▶ _Your instructions_
Look through the records below and say how many lines include "glove". Give only that number.

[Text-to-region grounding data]

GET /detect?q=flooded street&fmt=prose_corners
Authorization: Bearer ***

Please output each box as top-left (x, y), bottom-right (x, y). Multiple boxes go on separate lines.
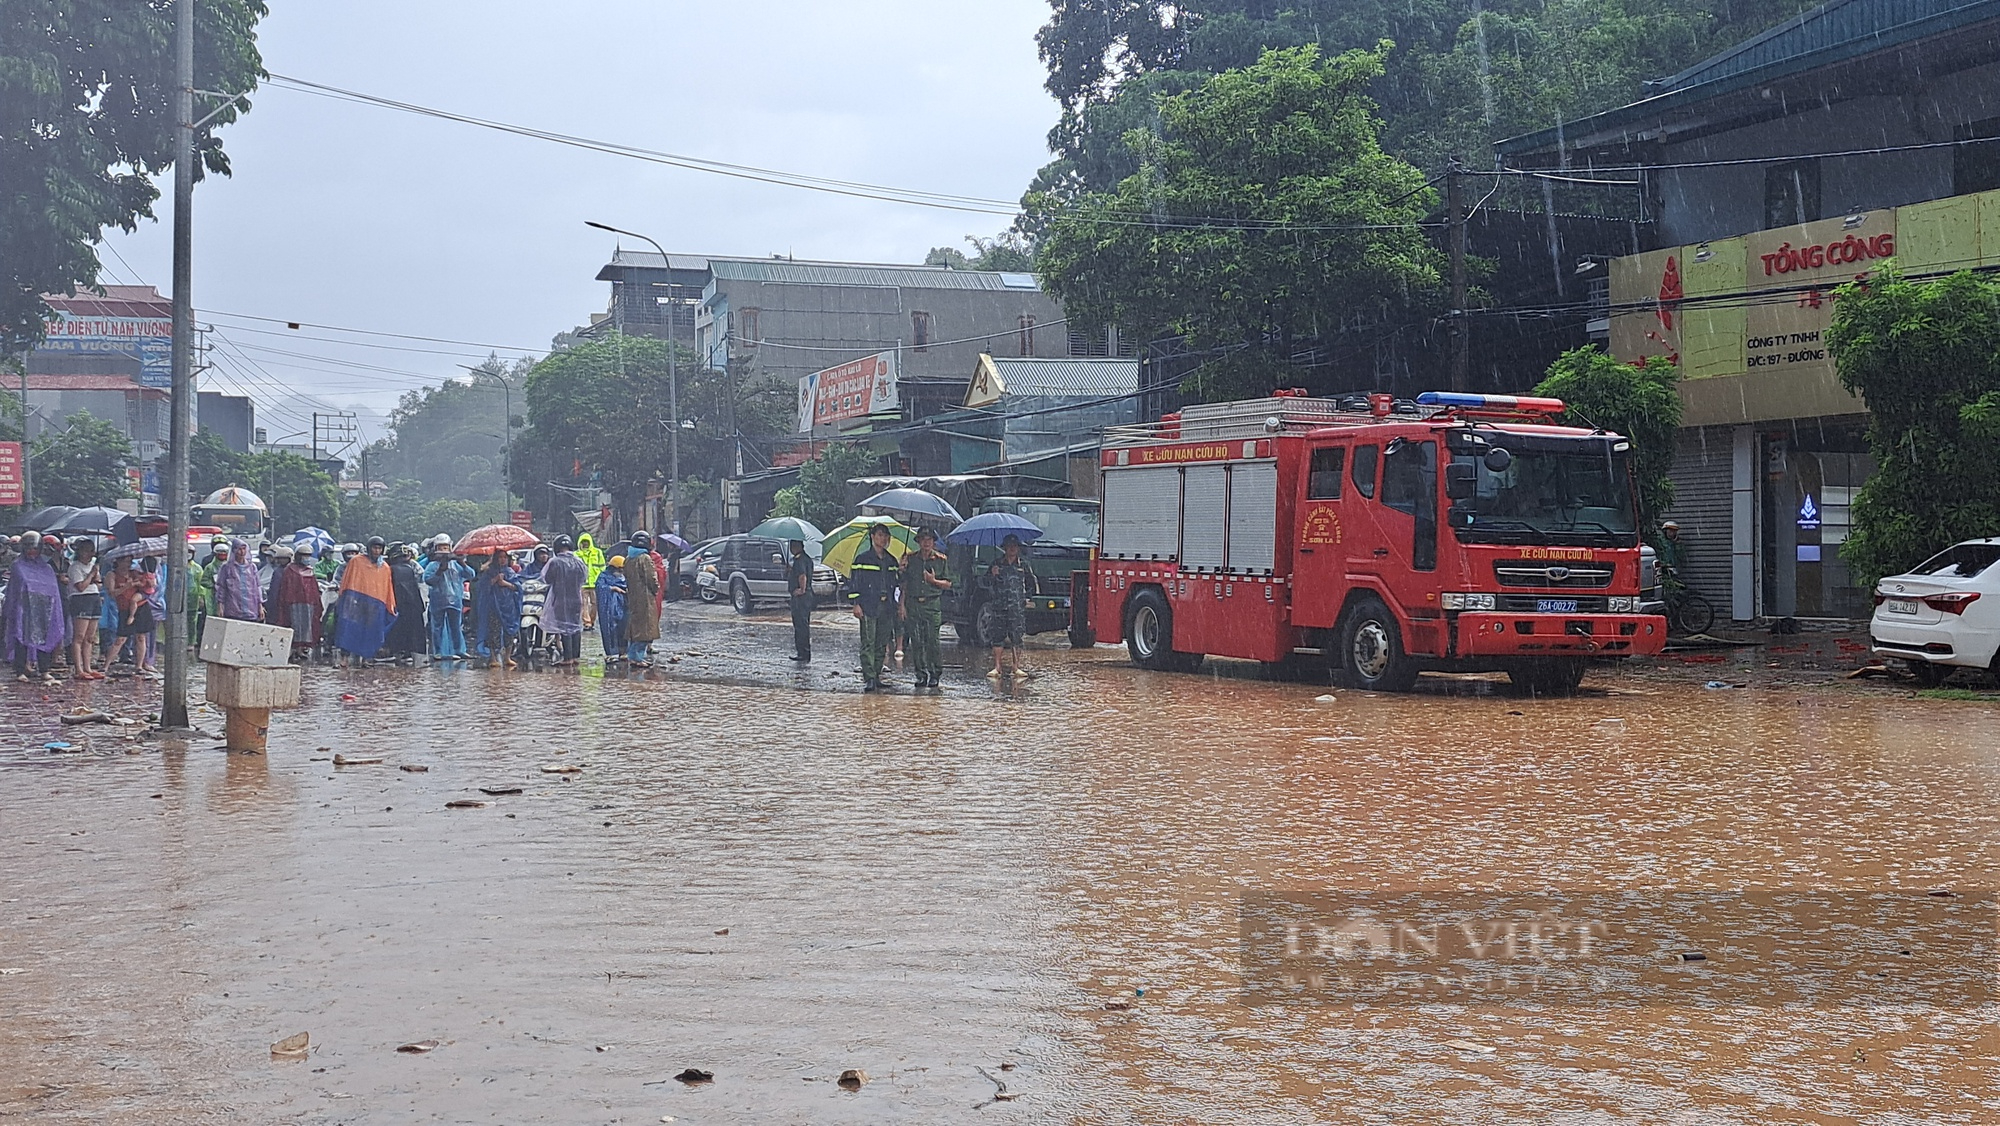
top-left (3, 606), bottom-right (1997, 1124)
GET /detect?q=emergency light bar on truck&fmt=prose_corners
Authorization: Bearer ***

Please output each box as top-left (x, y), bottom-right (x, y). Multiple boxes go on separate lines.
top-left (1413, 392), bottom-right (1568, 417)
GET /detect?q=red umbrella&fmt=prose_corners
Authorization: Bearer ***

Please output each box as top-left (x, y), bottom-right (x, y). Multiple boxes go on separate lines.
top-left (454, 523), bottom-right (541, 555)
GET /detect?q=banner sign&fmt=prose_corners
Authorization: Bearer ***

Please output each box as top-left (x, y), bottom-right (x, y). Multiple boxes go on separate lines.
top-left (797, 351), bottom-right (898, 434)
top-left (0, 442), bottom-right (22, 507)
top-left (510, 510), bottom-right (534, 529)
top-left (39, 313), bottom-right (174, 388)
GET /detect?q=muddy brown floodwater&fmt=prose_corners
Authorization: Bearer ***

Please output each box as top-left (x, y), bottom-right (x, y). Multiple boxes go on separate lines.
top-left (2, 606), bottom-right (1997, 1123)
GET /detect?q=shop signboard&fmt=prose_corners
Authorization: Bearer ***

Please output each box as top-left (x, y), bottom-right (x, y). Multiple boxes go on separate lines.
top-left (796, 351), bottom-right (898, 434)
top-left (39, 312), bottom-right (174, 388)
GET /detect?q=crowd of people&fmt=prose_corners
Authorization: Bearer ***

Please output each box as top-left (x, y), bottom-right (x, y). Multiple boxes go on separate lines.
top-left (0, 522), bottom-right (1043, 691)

==

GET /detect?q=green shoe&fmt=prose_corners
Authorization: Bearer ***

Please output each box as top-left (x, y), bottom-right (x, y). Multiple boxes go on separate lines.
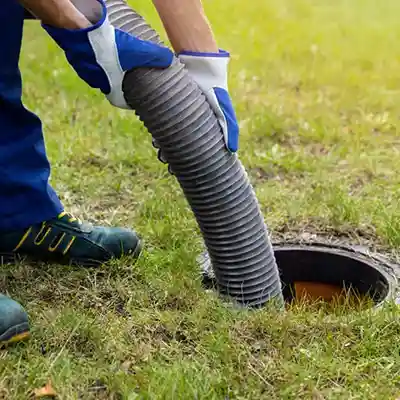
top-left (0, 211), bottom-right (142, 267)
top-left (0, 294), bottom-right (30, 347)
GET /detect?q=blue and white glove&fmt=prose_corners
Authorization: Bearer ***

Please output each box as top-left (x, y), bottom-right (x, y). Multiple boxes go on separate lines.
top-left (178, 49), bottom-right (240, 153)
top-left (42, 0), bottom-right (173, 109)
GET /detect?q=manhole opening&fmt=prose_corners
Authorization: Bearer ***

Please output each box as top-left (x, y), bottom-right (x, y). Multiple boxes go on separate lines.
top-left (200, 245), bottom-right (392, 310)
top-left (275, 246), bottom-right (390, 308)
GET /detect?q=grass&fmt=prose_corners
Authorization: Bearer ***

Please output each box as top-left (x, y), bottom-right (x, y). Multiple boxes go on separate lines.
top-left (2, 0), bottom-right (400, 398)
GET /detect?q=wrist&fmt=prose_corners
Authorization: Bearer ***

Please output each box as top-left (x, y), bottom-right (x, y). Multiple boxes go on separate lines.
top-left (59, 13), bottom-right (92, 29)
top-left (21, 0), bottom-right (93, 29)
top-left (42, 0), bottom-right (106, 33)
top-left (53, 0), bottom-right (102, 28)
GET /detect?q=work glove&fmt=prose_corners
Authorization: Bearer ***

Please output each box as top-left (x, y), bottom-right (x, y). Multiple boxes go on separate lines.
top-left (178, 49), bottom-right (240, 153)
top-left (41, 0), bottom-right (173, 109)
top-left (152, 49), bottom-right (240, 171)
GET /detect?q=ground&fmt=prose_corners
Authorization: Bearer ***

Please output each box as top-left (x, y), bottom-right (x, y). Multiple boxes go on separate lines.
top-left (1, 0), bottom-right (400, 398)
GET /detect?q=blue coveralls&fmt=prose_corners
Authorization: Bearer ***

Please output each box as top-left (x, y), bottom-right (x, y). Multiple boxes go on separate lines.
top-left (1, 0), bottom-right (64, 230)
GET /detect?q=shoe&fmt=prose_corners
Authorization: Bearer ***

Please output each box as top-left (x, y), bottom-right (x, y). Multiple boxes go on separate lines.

▶ _Reply_
2